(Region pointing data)

Start of Block

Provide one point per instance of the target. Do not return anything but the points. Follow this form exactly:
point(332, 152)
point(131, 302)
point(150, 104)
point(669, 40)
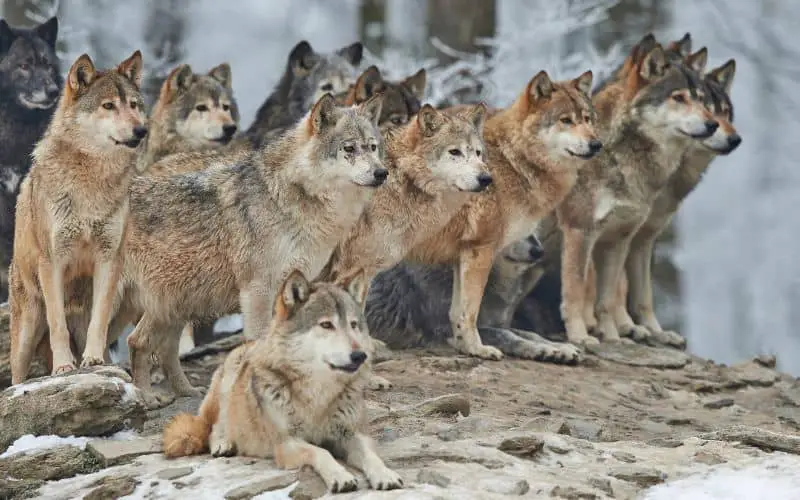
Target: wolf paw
point(385, 479)
point(378, 383)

End of Block

TASK BRIEF. Your copy should restate every record word for word and contain no pictures.

RESPONSE BOX.
Provide one point per instance of the target. Do not return anything but the points. Follow this form exactly:
point(332, 152)
point(131, 302)
point(150, 104)
point(669, 40)
Target: wolf paw
point(385, 479)
point(378, 383)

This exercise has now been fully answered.